Trecho apresentado ->
--------------------------------------------------
A coragem de aparecer
Minha primeira tarde de autógrafos, Marvel, Hobbits e meus projetos literários.
Todo mês de dezembro, até o final do Ensino Fundamental I, os alunos apresentavam a tradicional pecinha de Natal na escola católica onde estudei. Os papéis eram escolhidos pelas professoras: a Milena era Maria, Gabi o anjo; Heitor, Victor e Miguel os Três Reis Magos; e Marina… a ovelha. Sempre. A. Ovelha.
O que eu mais queria na vida era interpretar a Estrela de Belém. Mas não. Lá estava eu, ano após ano, no aprisco dos alunos renegados. Aos dez anos de idade, decidi que isso não podia terminar assim. Na minha última chance de virar esse jogo, tomei a iniciativa de falar com a professora.
Fui atrás dela durante um recreio, com mãozinhas suando e coração saindo pela boca. Em meia dúzia de palavras balbuciadas, dei um jeito de explicar que meu maior sonho era ser a Estrela de Belém. Duas semanas depois saiu a lista com os nomes: “Marina Cyrino - Estrela de Belém.”
Mal podia acreditar. Entreguei o croqui para minha mãe e fomos na loja escolher os tecidos fluidos, brancos e prateados, que a costureira bordou com lantejoulas. No dia que finalmente coloquei o vestido e a tiara de fios metalizados, espiei a plateia pela cortina e senti o estômago congelar.
Era a menina míope e quietinha da sala de aula. Tímida e introspectiva. Detesto aparecer.
Por que fui inventar isso????
Narrei essa história do presépio para o Pedro durante o almoço, antes de sairmos para a livraria.
Por que fui inventar o lançamento desse livro????
“Eu aposto que a maioria dos escritores não gosta de fazer tarde de autógrafos”, falei para ele, enquanto engolia o picadinho de frango meio atravessado. “Pensa comigo: a gente passa a maior parte do tempo sozinho, em frente ao computador. O mais legal desse trabalho é ficar com os personagens que existem dentro da nossa cabeça.”
Entrei no carro com a mesma sensação de estômago congelado. Dessa vez eu não podia nem espiar por detrás de uma cortina, então cheguei na livraria sem saber o que esperar. Uma amiga já estava lá, carregando sua malinha de viagem e um exemplar do Clay. Meus olhos marejaram durante nosso abraço. A partir desse momento, juro que saí da realidade. Quando voltei, estava escuro lá fora. O dia tinha acabado.
--------------------------------------------------
Instrução A -> Identifique todas as linhas das entradas abaixo que contêm a palavra "wall" e copie cada uma delas. Diferencie maiúsculas de minúsculas.

Linhas do conjunto ->
--------------------------------------------------
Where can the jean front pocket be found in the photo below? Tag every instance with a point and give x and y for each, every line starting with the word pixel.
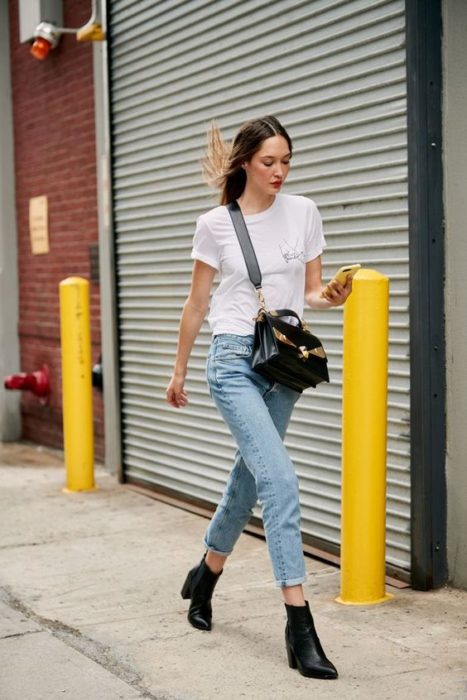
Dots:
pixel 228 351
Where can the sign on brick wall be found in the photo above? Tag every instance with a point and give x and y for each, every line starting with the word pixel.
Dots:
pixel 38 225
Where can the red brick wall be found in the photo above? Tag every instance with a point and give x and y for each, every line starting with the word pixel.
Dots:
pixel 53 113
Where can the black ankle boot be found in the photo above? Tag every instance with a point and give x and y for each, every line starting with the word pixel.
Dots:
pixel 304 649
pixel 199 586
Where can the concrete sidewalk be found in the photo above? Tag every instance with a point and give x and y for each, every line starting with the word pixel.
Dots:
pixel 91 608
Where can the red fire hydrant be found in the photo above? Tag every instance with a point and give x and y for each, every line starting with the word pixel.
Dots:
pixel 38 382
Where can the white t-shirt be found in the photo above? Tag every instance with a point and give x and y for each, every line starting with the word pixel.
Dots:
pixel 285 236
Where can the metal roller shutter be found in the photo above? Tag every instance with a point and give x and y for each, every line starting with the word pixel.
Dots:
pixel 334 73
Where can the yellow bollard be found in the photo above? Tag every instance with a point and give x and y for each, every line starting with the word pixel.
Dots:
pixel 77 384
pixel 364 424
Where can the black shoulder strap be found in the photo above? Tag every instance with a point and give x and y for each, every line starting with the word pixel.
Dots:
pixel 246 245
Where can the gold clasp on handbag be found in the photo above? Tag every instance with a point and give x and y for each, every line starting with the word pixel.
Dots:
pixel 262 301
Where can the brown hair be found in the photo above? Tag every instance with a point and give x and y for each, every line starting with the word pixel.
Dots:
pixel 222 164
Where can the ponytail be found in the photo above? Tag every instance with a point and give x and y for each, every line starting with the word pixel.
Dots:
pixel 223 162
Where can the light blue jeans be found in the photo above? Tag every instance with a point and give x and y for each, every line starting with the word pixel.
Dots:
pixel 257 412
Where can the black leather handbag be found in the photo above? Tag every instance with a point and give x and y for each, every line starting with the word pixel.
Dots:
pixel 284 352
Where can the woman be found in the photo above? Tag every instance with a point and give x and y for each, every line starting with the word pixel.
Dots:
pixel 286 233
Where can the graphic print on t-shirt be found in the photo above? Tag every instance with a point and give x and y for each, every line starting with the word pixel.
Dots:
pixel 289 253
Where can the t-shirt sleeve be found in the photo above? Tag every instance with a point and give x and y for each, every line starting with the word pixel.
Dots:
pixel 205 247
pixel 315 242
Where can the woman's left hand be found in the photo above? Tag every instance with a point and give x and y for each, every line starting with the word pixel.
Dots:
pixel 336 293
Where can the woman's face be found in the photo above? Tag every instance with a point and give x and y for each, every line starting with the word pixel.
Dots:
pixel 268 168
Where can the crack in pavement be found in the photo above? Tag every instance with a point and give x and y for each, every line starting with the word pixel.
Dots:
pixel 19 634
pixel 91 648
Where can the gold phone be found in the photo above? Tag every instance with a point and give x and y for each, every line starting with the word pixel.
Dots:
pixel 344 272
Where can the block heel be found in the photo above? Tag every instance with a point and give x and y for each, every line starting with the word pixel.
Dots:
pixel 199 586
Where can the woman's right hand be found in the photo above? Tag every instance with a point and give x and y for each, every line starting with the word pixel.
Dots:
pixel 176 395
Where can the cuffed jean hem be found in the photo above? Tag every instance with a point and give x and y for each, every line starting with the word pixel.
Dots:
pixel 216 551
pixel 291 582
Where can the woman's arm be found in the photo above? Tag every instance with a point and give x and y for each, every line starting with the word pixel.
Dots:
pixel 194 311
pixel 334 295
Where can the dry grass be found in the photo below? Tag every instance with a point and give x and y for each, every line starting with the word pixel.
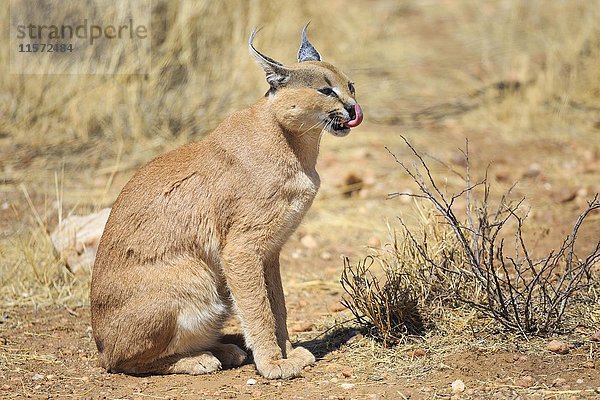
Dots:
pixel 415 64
--------------------------------------------------
Instrução B -> Dê continuidade ao relato acima sobre a primeira tarde de autógrafos, começando logo depois da última frase apresentada.

Resposta final A ->
Where can the sign on brick wall be found in the photo above? Tag every instance with a point and give x and y for each, every line starting with the word pixel.
Where can the red brick wall be found in the photo above? Tag every instance with a point and give x and y for each, every line starting with the word pixel.

Resposta final B ->
Nesse meio tempo tive um sonho com gosto de pipoca e sensação de abraço apertado. Nele estavam meus tios de sangue e de coração, muitos primos, amigos da escola, da faculdade, da escrita, da vida e até meu professor de inglês. Meus pais e o Pedro. Uma criança que chegou na livraria e quis me conhecer. Gente de perto e de longe que apareceu para prestigiar o Clay. Foi um sonho muito colorido, de riso fácil, e meu coração brilhou mais forte que qualquer Estrela de Belém.
“Pedro, eu errei”, disse quando chegamos em casa. “Essa tarde foi tão incrível quanto escrever meus livros.” Tem um detalhe que só me dei conta recentemente: desde que decidi mostrar quem eu sou de verdade, comecei a criar conexões mais sinceras e profundas comigo e com as outras pessoas. Tem uma magia inexplicável quando descubro que alguém foi tocado por alguma coisa que escrevi. Uma coisa meio de surreal nas pessoas que dedicaram seu sábado para ir até a livraria torcer pela minha transição de carreira.
Eis o motivo pelo qual eu “inventei de fazer isso”: para ser vulnerável. Não é fácil. Dá um medo do caramba de tropeçar no meio do presépio, de esquecer as falas, de passar vergonha, de escrever um livro horrível que todo mundo vai julgar. Mas é mil vezes mais doloroso ficar do lado de fora da vida, imaginando o que teria acontecido se eu tivesse arriscado aparecer e deixar ser vista.
Morro de orgulho da criança que atravessou o palco da escola vestida de Estrela de Belém, ainda que estivesse tremendo mais que vara verde. Morro de orgulho dessa Marina que abraçou a coragem de encarar um novo caminho e publicar o seu primeiro livro.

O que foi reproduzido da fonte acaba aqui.